(Extrait du texte):

Dans une feuille de route publiée le 25 avril dernier, la Commission dresse la liste noire des substances qui devront être éliminées d’ici à 2030. Au total, de cinq mille à sept mille produits chimiques sont concernés. Le document cible six groupes. Tout d’abord, les PFAS (substances poly-et perfluoroalkylées) que l’on trouve dans les revêtements antiadhésifs, les imperméables ou les crèmes solaires. Ensuite, les retardateurs de flamme, ajoutés à certains meubles pour éviter qu’ils ne prennent feu. Autre groupe: les plastiques en PVC, présents dans de multiples objets du quotidien. Les bisphénols, déjà interdits dans les biberons, figurent dans la liste. Enfin, la Commission a décidé d’interdire une série de substances potentiellement cancérigènes présentes dans les articles de puériculture (couches, tétines, savons, etc.).

(Tâche assignée): Rédigez la suite de l'extrait sur les substances chimiques que la Commission veut éliminer d'ici à 2030, en reprenant après sa dernière phrase.

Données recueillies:

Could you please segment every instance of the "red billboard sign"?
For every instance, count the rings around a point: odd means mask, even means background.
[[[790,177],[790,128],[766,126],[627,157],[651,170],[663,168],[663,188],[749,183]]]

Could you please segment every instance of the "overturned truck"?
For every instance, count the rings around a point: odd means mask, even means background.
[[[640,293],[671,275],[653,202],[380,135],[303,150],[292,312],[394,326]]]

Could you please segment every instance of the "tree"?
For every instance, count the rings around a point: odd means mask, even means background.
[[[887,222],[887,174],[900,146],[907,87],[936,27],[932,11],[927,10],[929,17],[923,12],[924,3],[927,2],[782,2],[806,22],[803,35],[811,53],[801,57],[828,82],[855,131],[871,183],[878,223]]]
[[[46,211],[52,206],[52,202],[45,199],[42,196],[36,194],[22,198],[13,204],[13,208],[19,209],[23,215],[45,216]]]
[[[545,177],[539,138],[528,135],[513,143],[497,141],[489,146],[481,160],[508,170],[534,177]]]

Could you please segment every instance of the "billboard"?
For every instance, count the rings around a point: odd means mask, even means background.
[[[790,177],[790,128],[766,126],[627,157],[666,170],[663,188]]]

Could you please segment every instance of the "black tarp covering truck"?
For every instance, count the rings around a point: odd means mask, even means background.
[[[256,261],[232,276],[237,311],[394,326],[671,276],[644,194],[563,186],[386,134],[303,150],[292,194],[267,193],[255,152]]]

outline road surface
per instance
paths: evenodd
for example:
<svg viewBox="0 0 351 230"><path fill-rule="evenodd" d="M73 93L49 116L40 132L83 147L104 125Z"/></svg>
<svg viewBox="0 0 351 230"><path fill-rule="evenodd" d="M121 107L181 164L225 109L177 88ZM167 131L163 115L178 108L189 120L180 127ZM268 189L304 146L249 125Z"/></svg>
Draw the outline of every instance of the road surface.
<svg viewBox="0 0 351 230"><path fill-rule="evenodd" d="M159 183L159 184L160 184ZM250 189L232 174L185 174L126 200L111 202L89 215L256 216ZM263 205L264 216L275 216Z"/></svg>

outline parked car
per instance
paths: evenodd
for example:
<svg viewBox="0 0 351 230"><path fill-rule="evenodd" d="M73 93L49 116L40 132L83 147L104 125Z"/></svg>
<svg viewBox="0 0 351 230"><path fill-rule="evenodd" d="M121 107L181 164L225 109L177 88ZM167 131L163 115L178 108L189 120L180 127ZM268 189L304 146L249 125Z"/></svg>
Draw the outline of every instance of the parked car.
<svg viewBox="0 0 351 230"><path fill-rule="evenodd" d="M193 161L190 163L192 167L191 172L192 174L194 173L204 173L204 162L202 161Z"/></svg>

(Votre réponse):
Cette feuille de route a été soutenue à l’unanimité des Etats membres, même si l’Italie s’oppose aux mesures visant à interdire les plastiques en PVC. Elle permettra à l’Union européenne (UE) d’agir sans attendre en utilisant le système de régulation déjà en vigueur, le règlement REACH - sur lequel la Suisse s’est alignée -, qui va être remis à jour d’ici à 2027. «Pour respecter les engagements pris dans le cadre de la stratégie dans le domaine des produits chimiques, les parties prenantes ont besoin de transparence et de visibilité sur les travaux à venir. La feuille de route sur les restrictions assure cette visibilité et permet aux entreprises et autres parties prenantes d’être préparées au mieux aux éventuelles restrictions à venir», a expliqué Thierry Breton, commissaire au marché intérieur. «Ces restrictions REACH visent à réduire l’exposition des personnes et de l’environnement à certains des produits chimiques les plus nocifs, en s’attaquant à un large éventail de leurs utilisations – industrielles, professionnelles et dans les produits de consommation», a précisé Virginijus Sinkevicius, commissaire chargé de l’environnement.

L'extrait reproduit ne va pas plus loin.